** Opening Dataset excerpts block **

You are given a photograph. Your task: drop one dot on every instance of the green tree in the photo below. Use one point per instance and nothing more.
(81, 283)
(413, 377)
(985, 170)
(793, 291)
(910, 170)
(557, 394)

** Closing Dataset excerpts block **

▶ _Exercise_
When the entries above are retyped, each line must stay exactly as it is.

▶ _Result of this task_
You are given a photograph. Your task: drop one dot on every instance of the green tree in the photo below. Use one point per instance and nothing more.
(81, 283)
(413, 377)
(985, 170)
(793, 291)
(910, 170)
(557, 394)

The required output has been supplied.